— Trecho para leitura —
════
Saber e não fazer é o mesmo que…
Eduardo Seino e Danilo Forlini
Se fizermos uma busca rápida sobre países que possuem alguma legislação determinando a obrigatoriedade do ensino de temas como cidadania, participação cívica, respeito à diversidade ou educação política, encontraremos diversas leis de diretrizes educacionais. No Chile, por exemplo, a Lei Geral da Educação (Lei nº 20.370/2009) tem como princípio o “respeito à diversidade” e como objetivo do ensino médio o desenvolvimento de conhecimentos, habilidades e atitudes que permitam o exercício da cidadania ativa e a integração na sociedade. Por sua vez, a Lei Orgânica da Educação espanhola (Lei nº 02/2006) prevê, já na educação infantil, o ensino de valores cívicos para a convivência e, posteriormente, uma matéria intitulada “Educação em valores cívicos e éticos”.
No Brasil não é diferente. A Lei de Diretrizes e Bases da Educação Nacional (LDB – Lei Federal nº 9.394/1996) coloca como objetivo da educação o desenvolvimento do educando para: “prática social”, “exercício da cidadania”, “respeito à diversidade humana”, “compreensão do sistema político”. No mesmo sentido, a Base Nacional Curricular Comum (BNCC) estabelece uma competência específica na área de Ciências Humanas e Sociais Aplicadas no ensino médio que visa o exercício da participação cidadã e do debate público, o respeito aos princípios constitucionais e direitos humanos e o conhecimento de conceitos políticos básicos. Parece claro, portanto, que existe reconhecimento institucional sobre a importância de uma formação cidadã específica.
════
— Conjunto de tarefas —
A. Reproduza a parte do trecho sobre educação cidadã que começa em "No Brasil não" e termina em "formação cidadã específica.".
B. Resuma em duas frases o trecho sobre educação cidadã.
C. Segundo o trecho sobre educação cidadã, qual lei espanhola prevê o ensino de valores cívicos já na educação infantil?

— Trechos de dados de apontamento —
════
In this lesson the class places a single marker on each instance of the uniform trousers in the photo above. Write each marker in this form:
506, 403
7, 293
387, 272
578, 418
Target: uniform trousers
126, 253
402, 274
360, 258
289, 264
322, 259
════
— As respostas —
A.
No Brasil não é diferente. A Lei de Diretrizes e Bases da Educação Nacional (LDB – Lei Federal nº 9.394/1996) coloca como objetivo da educação o desenvolvimento do educando para: “prática social”, “exercício da cidadania”, “respeito à diversidade humana”, “compreensão do sistema político”. No mesmo sentido, a Base Nacional Curricular Comum (BNCC) estabelece uma competência específica na área de Ciências Humanas e Sociais Aplicadas no ensino médio que visa o exercício da participação cidadã e do debate público, o respeito aos princípios constitucionais e direitos humanos e o conhecimento de conceitos políticos básicos. Parece claro, portanto, que existe reconhecimento institucional sobre a importância de uma formação cidadã específica.

B. Leis educacionais de países como o Chile e a Espanha preveem o ensino de cidadania, valores cívicos e respeito à diversidade. No Brasil, a LDB e a BNCC trazem objetivos semelhantes, o que indica reconhecimento institucional da importância de uma formação cidadã específica.

C. A Lei Orgânica da Educação (Lei nº 02/2006).